§ **Brief 1**:
Copy from "Upon his return, he" to "and Louis-Pierre Baltard." in the Peyre biography word for word.
§ **Brief 2**:
In the Peyre biography, why was Peyre sent to Trier in 1777? Answer in one to three sentences.
§ **Brief 3**:
Using the Peyre biography, mark each statement yes or no and quote the words that decide it. (a) Peyre won the Grand prix de l'Académie eleven years after his brother did. (b) Peyre married the sister of Antoine Joseph de Bourge. (c) Peyre created two convent chapels in Koblenz.
--- Source passage ---
Antoine-François Peyre (5 April 1739, in Paris – 7 February 1823, in Paris) was a French architect; the younger brother of Marie-Joseph Peyre, and the uncle of Antoine-Marie Peyre.

== Biography ==
He won the Grand prix de l'Académie (later, the Prix de Rome) in 1762, eleven years after his brother, and went to stay at the Académie de France à Rome in 1766. There, he became close friends with a colleague, Antoine Joseph de Bourge, and married his sister, Sophie.

Upon his return, he was named an architect of the King's Buildings at Fontainebleau and Saint-Germain-en-Laye, where he created two convent chapels. In 1777, he was sent to Trier, to help Prince Clemens Wenceslaus of Saxony complete his Château in Koblenz. That same year, he entered the Académie Royale d'Architecture and later became a teacher there. His students included Charles Percier, Pierre-François-Léonard Fontaine, Antoine Vaudoyer and Louis-Pierre Baltard.
--- Data under study ---
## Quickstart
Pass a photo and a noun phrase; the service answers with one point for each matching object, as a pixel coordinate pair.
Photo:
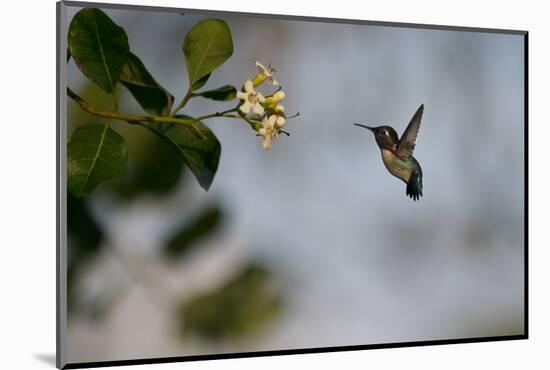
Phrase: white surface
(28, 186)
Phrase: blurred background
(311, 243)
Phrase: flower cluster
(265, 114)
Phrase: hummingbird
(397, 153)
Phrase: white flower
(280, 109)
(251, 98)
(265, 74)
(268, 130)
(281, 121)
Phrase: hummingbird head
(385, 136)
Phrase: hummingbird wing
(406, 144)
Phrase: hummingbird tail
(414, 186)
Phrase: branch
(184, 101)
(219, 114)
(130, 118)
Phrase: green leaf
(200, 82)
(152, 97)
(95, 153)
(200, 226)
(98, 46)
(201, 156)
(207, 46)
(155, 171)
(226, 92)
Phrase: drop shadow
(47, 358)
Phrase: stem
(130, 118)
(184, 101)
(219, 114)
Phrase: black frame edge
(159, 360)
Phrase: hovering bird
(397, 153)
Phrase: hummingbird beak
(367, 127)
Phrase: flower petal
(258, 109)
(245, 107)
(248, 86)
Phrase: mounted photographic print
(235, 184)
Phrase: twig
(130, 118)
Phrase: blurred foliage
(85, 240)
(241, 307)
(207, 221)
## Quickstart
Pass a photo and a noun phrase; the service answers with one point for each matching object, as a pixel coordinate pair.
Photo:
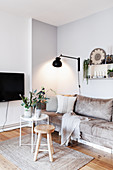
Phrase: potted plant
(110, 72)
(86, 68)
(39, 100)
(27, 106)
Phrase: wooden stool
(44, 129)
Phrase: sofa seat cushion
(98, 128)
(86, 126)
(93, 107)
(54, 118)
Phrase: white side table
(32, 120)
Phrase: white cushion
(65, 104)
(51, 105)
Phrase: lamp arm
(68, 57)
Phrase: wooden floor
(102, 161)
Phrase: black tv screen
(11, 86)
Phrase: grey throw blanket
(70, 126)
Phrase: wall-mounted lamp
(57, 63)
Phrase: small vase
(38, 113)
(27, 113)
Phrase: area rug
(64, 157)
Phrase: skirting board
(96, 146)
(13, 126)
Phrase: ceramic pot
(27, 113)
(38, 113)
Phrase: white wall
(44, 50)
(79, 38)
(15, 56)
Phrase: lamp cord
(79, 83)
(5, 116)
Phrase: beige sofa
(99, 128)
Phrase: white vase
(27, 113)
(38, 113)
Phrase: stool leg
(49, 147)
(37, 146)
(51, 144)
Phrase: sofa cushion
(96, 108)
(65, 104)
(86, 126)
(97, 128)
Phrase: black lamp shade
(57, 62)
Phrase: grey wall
---
--- Data under study ---
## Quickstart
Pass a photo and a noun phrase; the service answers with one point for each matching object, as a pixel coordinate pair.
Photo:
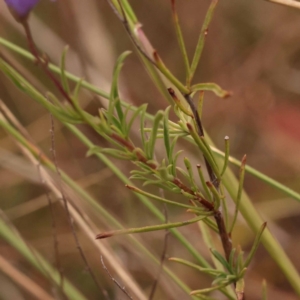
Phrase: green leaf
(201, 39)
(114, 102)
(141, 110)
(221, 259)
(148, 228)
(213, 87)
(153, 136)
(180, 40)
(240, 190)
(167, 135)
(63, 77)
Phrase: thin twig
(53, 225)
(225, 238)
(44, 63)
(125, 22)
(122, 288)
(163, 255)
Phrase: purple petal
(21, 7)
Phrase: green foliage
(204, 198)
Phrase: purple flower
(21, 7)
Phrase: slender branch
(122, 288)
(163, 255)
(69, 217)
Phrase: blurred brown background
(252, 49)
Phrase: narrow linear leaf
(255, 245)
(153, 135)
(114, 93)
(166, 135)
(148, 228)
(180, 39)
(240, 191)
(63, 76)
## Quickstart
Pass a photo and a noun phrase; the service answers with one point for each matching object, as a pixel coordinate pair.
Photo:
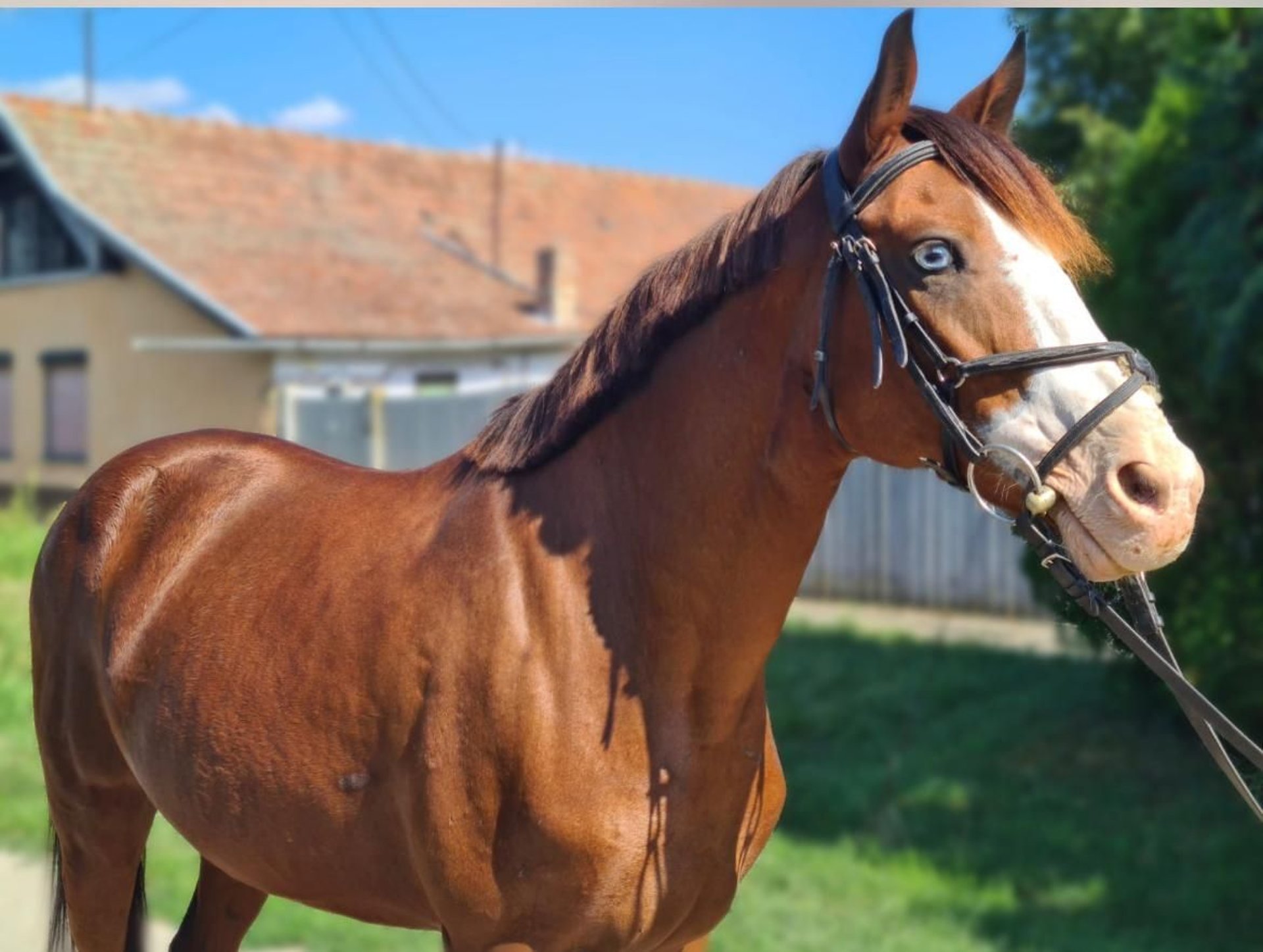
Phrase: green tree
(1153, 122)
---
§ **Exercise response 1**:
Upon his return, he was named an architect of the King's Buildings at Fontainebleau and Saint-Germain-en-Laye, where he created two convent chapels. In 1777, he was sent to Trier, to help Prince Clemens Wenceslaus of Saxony complete his Château in Koblenz. That same year, he entered the Académie Royale d'Architecture and later became a teacher there. His students included Charles Percier, Pierre-François-Léonard Fontaine, Antoine Vaudoyer and Louis-Pierre Baltard.

§ **Exercise response 2**:
Peyre was sent to Trier to help Prince Clemens Wenceslaus of Saxony complete his Château in Koblenz.

§ **Exercise response 3**:
(a) Yes: "in 1762, eleven years after his brother"
(b) Yes: "he became close friends with a colleague, Antoine Joseph de Bourge, and married his sister, Sophie"
(c) No: "at Fontainebleau and Saint-Germain-en-Laye, where he created two convent chapels"